**Tasks to complete**
**a.** Copy the passage of the Hamilton College reminiscence between "The period of" and "of outside interference.", inclusive.
**b.** Write what comes next in the Hamilton College reminiscence, picking up after its final sentence.

**Text shown**
---
In more recent years I have often asked myself, did Hamilton truly fail to prepare me for “the highway of life” as much as I thought it once did? I suppose we could have been made more aware of what was happening in the world around us. I know that I have always been grateful that in Professor Walter Laves’ “poli sci” I worked at the polls in a Utica municipal election. But in two ways I believe that those years on the Hill did prepare me to face the larger world of reality.
The period of age 18 to 22 was for many of us was — I know it was for me — a time of intense inner struggle in which all our beliefs, our values and our relation to parents and authority, were painfully scrutinized. I believe that in ways it was strengthening that at such a time we could live in an environment that permitted this process of self-evaluation to take place with a minimum of outside interference.
Looking back, I believe also that college strengthened us for the future by introducing us to samples of “the best of the past,” even if that meant spending less time on the contemporary scene.
I believe that I personally have been stronger in the meeting of problems and dilemmas of life because of the immersion in the literature and music of the past, the glimpses of mathematics, science and language, and the inspiration to continue to study and learn, which I received at Hamilton. I know that what I am raising is simply the old argument in favor of the liberal arts as a basis for a sound education, as opposed to a more vocational approach, but I have to say to you that each year I live, the stronger I favor that position.
As I read those past issues of Hamilton Life, I sought especially evidence of our interests outside our academic work, social life, and sports. What about influences from the outside world? Were we in revolt over anything? The picture I found rather surprised me. There were many projects (George Barrere, the Musical Art Society, Iturbi on his first tour to the United States). Carl Sandburg came to lecture. There were overflowing student audiences for Professor Shepard’s lecture on Proust; Bobbie Rudd’s reading of a new anti-war play; A.P. Saunders’ lecture on Bohr’s atom. (It seems almost unbelievable that in the 1920s Bohr’s concept of the atom that was a revolutionary novelty.)
---
**Recorded data**

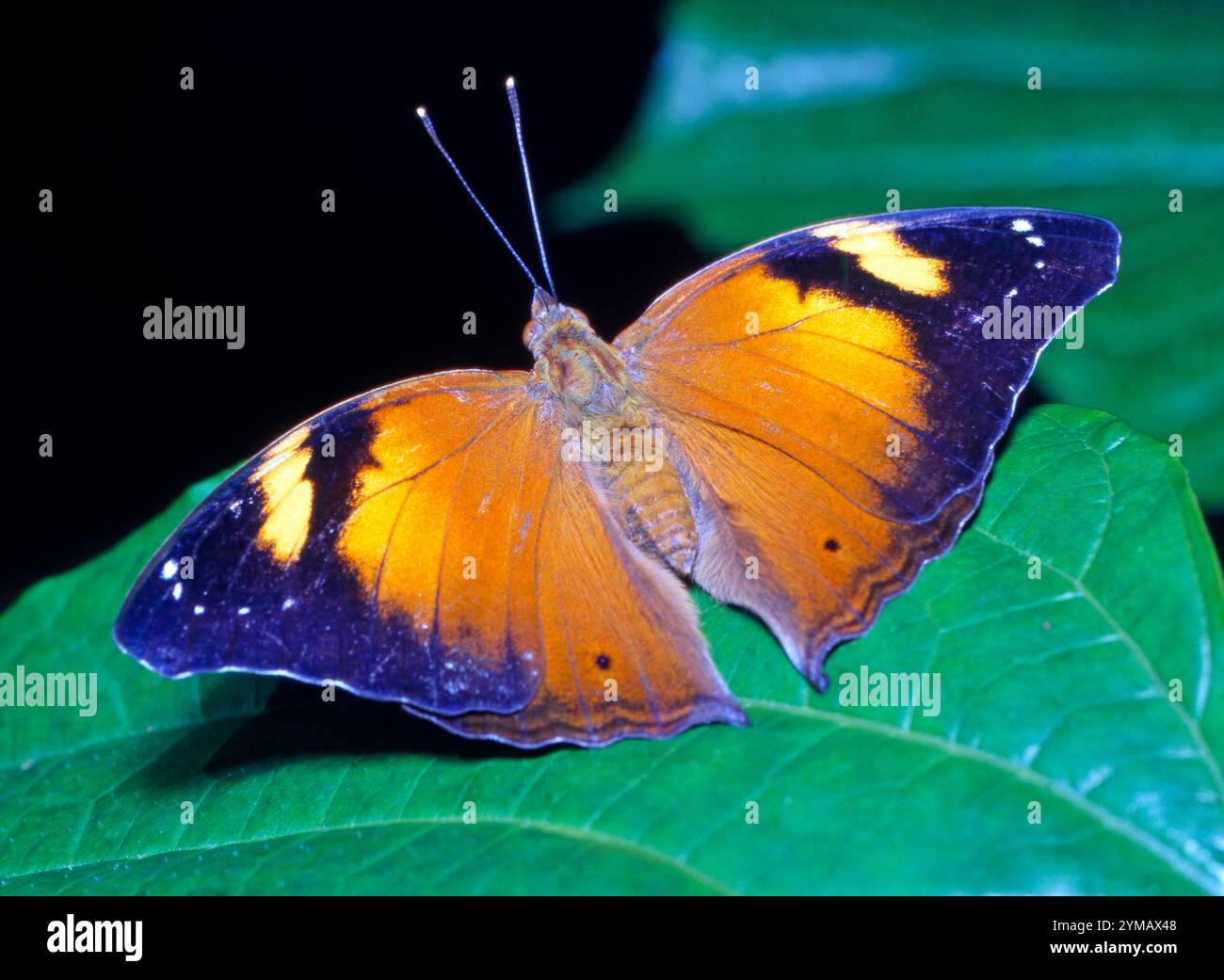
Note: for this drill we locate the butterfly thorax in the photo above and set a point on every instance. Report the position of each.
(608, 431)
---
**Answers to the exercises**
**a.**
The period of age 18 to 22 was for many of us was — I know it was for me — a time of intense inner struggle in which all our beliefs, our values and our relation to parents and authority, were painfully scrutinized. I believe that in ways it was strengthening that at such a time we could live in an environment that permitted this process of self-evaluation to take place with a minimum of outside interference.

**b.**
True, no controversial topics were explored. There seems to be no evidence that we students were aware of the criticism of American culture led by such revolutionary magazines as Scribner’s, Harper’s and the new Mercury. Mencken was not invited to come as a lecturer, nor was Joseph Wood Crutch’s new book The Modern Temper, a campus bestseller. Spencer Phillips tells an amusing story that suggests “the modern temper” at Hamilton at that moment in our history. The Hamilton debating team, in preparation for a debate with Williams, decided that the topic should be birth control and so informed Williams. Subsequently, Spence was called into President Ferry’s office and was informed in no uncertain terms that this was no fit subject for public debate and it would not be tolerated. It wasn’t. An interesting sequel: Spence, in righteous indignation, told this story to the editor of Hamilton Life (the late Dave Beetle of our class who went on to a distinguished career in the newspaper world). Dave wrote a Hamilton Life editorial, but also, as a contributing correspondent to the Utica Daily Press, sent a copy to that paper, where AP picked it up and the item made The New York Times. Letters supporting the debating team came in from some graduates, but Prexy’s decree was not changed!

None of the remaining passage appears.